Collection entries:
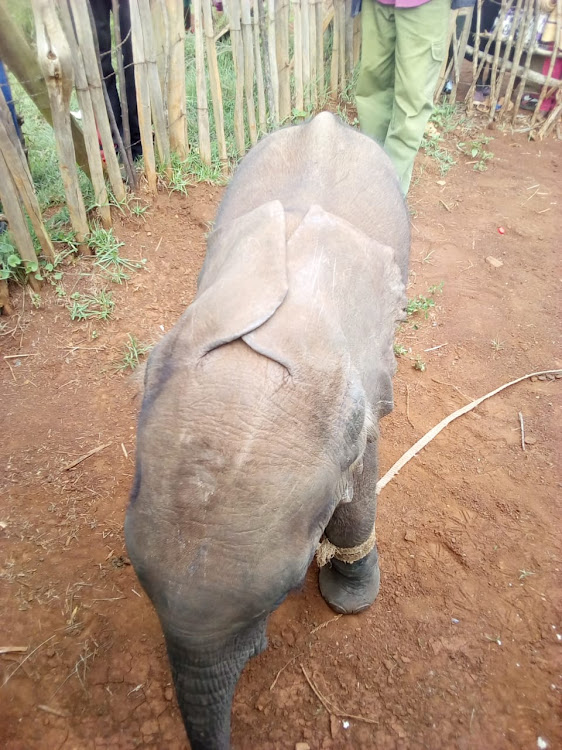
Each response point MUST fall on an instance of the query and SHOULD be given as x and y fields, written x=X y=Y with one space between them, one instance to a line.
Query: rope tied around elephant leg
x=327 y=551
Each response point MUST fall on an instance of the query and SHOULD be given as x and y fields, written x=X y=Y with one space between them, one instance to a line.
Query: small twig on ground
x=85 y=456
x=281 y=672
x=428 y=437
x=334 y=710
x=54 y=711
x=408 y=405
x=22 y=662
x=522 y=424
x=324 y=624
x=17 y=356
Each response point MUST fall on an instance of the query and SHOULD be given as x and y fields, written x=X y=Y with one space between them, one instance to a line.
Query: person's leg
x=421 y=36
x=101 y=10
x=375 y=86
x=125 y=27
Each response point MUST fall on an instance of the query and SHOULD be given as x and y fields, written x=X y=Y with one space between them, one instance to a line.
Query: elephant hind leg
x=351 y=587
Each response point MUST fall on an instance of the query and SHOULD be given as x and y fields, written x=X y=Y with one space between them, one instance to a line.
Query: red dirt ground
x=462 y=647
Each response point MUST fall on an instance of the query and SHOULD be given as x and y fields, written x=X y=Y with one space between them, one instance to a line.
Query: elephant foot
x=349 y=588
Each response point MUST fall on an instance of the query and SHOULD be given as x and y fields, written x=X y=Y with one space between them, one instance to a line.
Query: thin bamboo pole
x=553 y=57
x=249 y=69
x=177 y=110
x=156 y=100
x=506 y=52
x=88 y=117
x=202 y=104
x=505 y=6
x=274 y=71
x=214 y=79
x=526 y=19
x=336 y=41
x=341 y=66
x=260 y=84
x=143 y=96
x=297 y=55
x=264 y=35
x=238 y=57
x=356 y=39
x=16 y=219
x=312 y=54
x=11 y=149
x=121 y=80
x=460 y=46
x=21 y=59
x=283 y=61
x=305 y=46
x=56 y=63
x=84 y=35
x=348 y=42
x=319 y=19
x=528 y=57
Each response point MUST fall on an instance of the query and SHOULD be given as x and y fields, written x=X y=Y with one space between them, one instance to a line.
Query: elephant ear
x=243 y=281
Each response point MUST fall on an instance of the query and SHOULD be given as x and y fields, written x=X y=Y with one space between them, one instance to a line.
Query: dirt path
x=462 y=648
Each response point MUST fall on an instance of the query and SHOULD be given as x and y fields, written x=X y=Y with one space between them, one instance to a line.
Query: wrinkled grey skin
x=258 y=427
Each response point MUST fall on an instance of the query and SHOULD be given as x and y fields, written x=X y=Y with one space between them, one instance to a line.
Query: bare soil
x=462 y=647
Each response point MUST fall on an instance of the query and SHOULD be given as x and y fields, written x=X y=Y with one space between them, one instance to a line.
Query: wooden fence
x=289 y=56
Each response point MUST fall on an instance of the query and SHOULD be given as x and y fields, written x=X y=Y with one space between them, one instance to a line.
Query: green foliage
x=422 y=302
x=433 y=147
x=400 y=350
x=106 y=247
x=475 y=150
x=91 y=306
x=134 y=349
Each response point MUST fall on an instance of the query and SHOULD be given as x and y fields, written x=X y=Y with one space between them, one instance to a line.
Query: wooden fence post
x=88 y=117
x=143 y=96
x=16 y=219
x=55 y=61
x=14 y=157
x=319 y=11
x=260 y=86
x=249 y=69
x=156 y=101
x=214 y=79
x=84 y=35
x=177 y=117
x=298 y=55
x=238 y=58
x=267 y=31
x=22 y=61
x=202 y=105
x=283 y=61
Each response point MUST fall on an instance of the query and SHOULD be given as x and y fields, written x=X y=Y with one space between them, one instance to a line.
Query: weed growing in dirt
x=476 y=151
x=423 y=302
x=433 y=147
x=106 y=246
x=134 y=350
x=91 y=306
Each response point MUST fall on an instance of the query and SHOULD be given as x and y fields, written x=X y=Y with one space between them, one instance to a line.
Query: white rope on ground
x=428 y=437
x=327 y=551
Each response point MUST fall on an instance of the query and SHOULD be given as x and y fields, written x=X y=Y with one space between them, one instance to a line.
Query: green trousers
x=402 y=52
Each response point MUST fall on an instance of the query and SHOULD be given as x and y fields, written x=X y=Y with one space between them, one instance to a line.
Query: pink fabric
x=403 y=3
x=549 y=103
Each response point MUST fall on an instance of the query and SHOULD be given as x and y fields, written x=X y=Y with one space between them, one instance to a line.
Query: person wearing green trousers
x=403 y=47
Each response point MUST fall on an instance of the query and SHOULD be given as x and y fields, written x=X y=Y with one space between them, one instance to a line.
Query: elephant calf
x=257 y=435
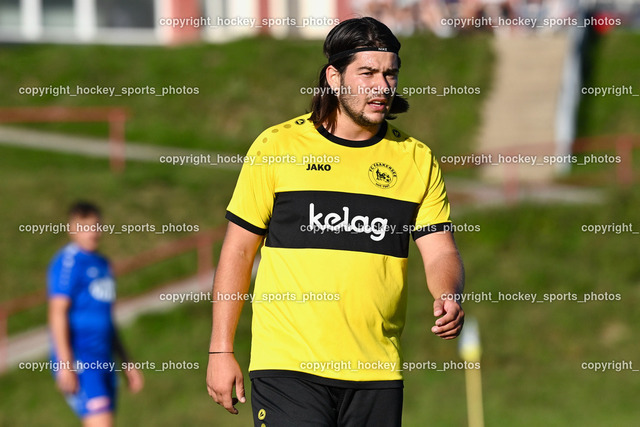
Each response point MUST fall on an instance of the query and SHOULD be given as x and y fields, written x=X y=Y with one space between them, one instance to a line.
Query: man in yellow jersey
x=338 y=193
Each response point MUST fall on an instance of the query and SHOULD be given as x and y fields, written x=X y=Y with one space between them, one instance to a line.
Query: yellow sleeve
x=434 y=210
x=251 y=205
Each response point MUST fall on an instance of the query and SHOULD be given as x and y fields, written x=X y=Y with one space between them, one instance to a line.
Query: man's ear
x=333 y=78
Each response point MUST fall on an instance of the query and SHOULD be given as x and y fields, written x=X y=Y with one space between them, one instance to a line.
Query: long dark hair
x=352 y=34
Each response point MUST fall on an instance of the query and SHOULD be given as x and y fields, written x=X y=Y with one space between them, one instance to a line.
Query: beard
x=349 y=104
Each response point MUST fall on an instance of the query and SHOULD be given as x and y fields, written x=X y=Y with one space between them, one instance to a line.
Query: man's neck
x=346 y=128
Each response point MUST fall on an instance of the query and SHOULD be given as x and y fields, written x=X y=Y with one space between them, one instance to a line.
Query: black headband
x=346 y=53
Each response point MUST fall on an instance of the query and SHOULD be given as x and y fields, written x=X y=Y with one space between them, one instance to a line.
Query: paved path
x=520 y=112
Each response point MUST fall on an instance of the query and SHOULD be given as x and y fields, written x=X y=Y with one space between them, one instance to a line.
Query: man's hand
x=135 y=380
x=223 y=373
x=449 y=325
x=67 y=381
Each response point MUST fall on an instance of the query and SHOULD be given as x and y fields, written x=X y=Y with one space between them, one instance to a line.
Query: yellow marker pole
x=470 y=351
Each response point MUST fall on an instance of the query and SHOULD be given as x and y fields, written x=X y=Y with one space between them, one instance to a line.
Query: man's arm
x=135 y=380
x=233 y=275
x=58 y=314
x=445 y=276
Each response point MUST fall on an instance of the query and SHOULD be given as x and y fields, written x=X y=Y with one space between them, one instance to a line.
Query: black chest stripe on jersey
x=343 y=221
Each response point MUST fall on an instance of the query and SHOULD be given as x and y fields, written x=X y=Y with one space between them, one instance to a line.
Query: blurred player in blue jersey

What to work on:
Your answer must be an exact copy of the records, free of images.

Answer section:
Each response point MUST fall on an instance of the query and SHOULD be given as x and y fields, written x=X y=Y with one space between them, one instance to a line.
Query: rope tied around elephant leg
x=327 y=551
Each response point MUST fall on an instance of the query and SHOULD be given as x and y fields, written x=X y=Y with one space between them, one instance to a line.
Query: small twig on ground
x=85 y=456
x=281 y=672
x=428 y=437
x=334 y=710
x=54 y=711
x=408 y=405
x=22 y=662
x=522 y=424
x=324 y=624
x=17 y=356
Each response point MUST fall on an instance of the query and SHOULD be given as x and y fields, written x=X y=Y with one space between them, one instance to a line.
Query: person's leg
x=421 y=36
x=101 y=10
x=375 y=86
x=125 y=27
Each response point MUST fall on an instance of the query and SHOULD be given as x and y fields, written x=X y=Y with one space between them, one instance to a line.
Query: elephant hind leg
x=351 y=587
Each response point MUST fall on an instance of the query and SHOULD be given as x and y fields, written x=X y=Y with one space between them, one instance to a line.
Query: red dirt ground
x=462 y=647
Each response point MUST fall on an instance of the query and SHOULD be given as x and y fields, written x=X y=Y with one space between them, one instance to a line.
Query: elephant foot
x=349 y=588
Each response point MUST fall on an instance of the query and SHOULD be given as x and y fields, written x=X y=Y with one space between them, one instance to a line.
Query: thin bamboo pole
x=553 y=57
x=249 y=69
x=177 y=110
x=156 y=100
x=506 y=52
x=88 y=117
x=202 y=104
x=505 y=6
x=274 y=71
x=214 y=79
x=526 y=19
x=336 y=41
x=341 y=66
x=260 y=84
x=143 y=96
x=297 y=55
x=264 y=35
x=238 y=57
x=356 y=39
x=16 y=219
x=312 y=54
x=11 y=149
x=121 y=80
x=460 y=46
x=21 y=59
x=283 y=61
x=305 y=46
x=56 y=63
x=84 y=35
x=348 y=42
x=319 y=19
x=528 y=57
Each response point MUST fall on an instance of the query and SHOULD be given as x and y fields, written x=X y=Y with one space between them, one instance to a line.
Query: elephant ear
x=243 y=281
Each response point MUST fall on an instance of the query and SHOULD be given as x and y fields, written x=X y=Y with one space between them, one instance to a line.
Query: dirt path
x=462 y=648
Each response point MUST fall on an instance of the query and SHOULD be given as x and y fields, written x=X y=Y with one space between them, one instance to a line.
Query: wrinkled grey skin
x=258 y=427
Each response point MUST fall on an instance of the query and SHOULD be given as x and y fields, written x=X y=Y with one space between them, one instance to a line.
Query: bare soil
x=462 y=647
Each response point MUST fall on an instance of the query and SHOULD be given as x and y fields, written x=X y=Y with one space between them, one instance to a line.
Query: wooden fence
x=289 y=56
Each response point MUST fall on an instance of the query and SHOULD be given as x and y fields, written x=X y=Y with one space between them, one instance to a line.
Query: green foliage
x=422 y=302
x=433 y=147
x=400 y=350
x=106 y=247
x=475 y=150
x=91 y=306
x=134 y=349
Each response point MUST fall on an instance of the query and SHOULD be given as x and y fields, written x=X y=Y with one space between them, one instance to a line.
Query: wooden fence post
x=88 y=117
x=143 y=96
x=16 y=219
x=55 y=61
x=14 y=157
x=319 y=11
x=260 y=86
x=249 y=69
x=156 y=101
x=214 y=79
x=84 y=35
x=177 y=117
x=298 y=55
x=238 y=58
x=267 y=31
x=22 y=61
x=202 y=105
x=283 y=61
Each response point MUST fall on an instance of the query and SHOULD be given as x and y fields, written x=X y=Y with one space between them, one instance to a line.
Query: weed growing in dirt
x=476 y=151
x=423 y=302
x=433 y=147
x=106 y=246
x=134 y=350
x=91 y=306
Each response point MUST fall on an instance of the query and SHOULD be given as x and y fields, written x=X y=Y with one space between them, one instance to a line.
Query: white rope on ground
x=428 y=437
x=327 y=551
Each response point MUST fall on an instance of the query and SHOULD be given as x and y fields, written x=X y=Y with one space between them, one instance to a line.
Query: green trousers
x=402 y=52
Each response point MUST fall on an instance of the query and SHOULD be given as x and y fields, written x=X y=Y with one space between them, one instance to a line.
Query: pink fabric
x=403 y=3
x=549 y=103
Each response point MUST fall on an instance of the query and SHOULD be given as x and y fields, written x=X y=Y with one space between them, one instance to a line.
Query: person wearing green trousers
x=403 y=47
Each response point MUST fall on an instance of the query and SHOULD be given as x and y fields, written x=X y=Y with one space between them, one instance to a line.
Query: elephant calf
x=257 y=435
Each response point MUST fall on an instance of the query and SHOULD be given as x and y fields, written x=X y=Y with one space between them, one instance to a line.
Query: man in yellow jersey
x=338 y=193
Each response point MUST fall on an instance of the query and SHOULD be given as x and y fields, written x=X y=Y with one space between them, one instance to a line.
Query: yellow sleeve
x=434 y=210
x=251 y=205
Each response point MUST fall on an instance of the query and SHOULD be given as x and y fields, written x=X y=Y with one space between them, one instance to a line.
Query: man's ear
x=333 y=78
Each response point MUST fall on an instance of the query and SHOULD be given as x and y fields, written x=X y=Y with one space between them, one instance to a line.
Query: long dark hair
x=352 y=34
Each response point MUST fall on an instance of the query and SHOULD be given as x and y fields, written x=X y=Y with one space between them, one instance to a line.
Query: beard
x=349 y=104
Each response point MUST fall on an instance of the query and SHOULD be given as x and y fields, written x=X y=Y with one space between them, one instance to a line.
Query: man's neck
x=346 y=128
Each response point MUST fall on an instance of the query and SHOULD be given as x and y fields, written x=X y=Y with one space between them, one instance to a line.
Query: black headband
x=346 y=53
Each response point MUST fall on an instance of the query and SHOULD be given as x and y fields, written x=X y=Y with one space between them, one instance to a line.
Query: paved path
x=520 y=112
Each response point MUST fall on an instance of the query and SHOULD be given as x and y fields, written x=X y=Y with one space between them, one instance to a line.
Query: man's hand
x=135 y=380
x=223 y=373
x=449 y=325
x=67 y=381
Each response point MUST fall on an instance of the query and SHOULD be given as x and y fields, written x=X y=Y with one space between them, one instance to a line.
Query: yellow marker pole
x=470 y=351
Each response point MUST fall on an instance of the query and SHOULD be given as x and y fields, written x=X y=Y with one space between them, one instance to a line.
Query: man's arm
x=135 y=380
x=233 y=275
x=58 y=314
x=445 y=276
Each response point MUST fall on an instance of the query and SHOULD be given as x and y fields, written x=X y=Y with one space between them, one instance to a line.
Query: black chest stripe on jersey
x=343 y=221
Each response point MUST fall on an instance of the query and SHOULD be given as x and y fields, written x=X y=Y with one space between them, one instance to a line.
Query: blurred player in blue jersey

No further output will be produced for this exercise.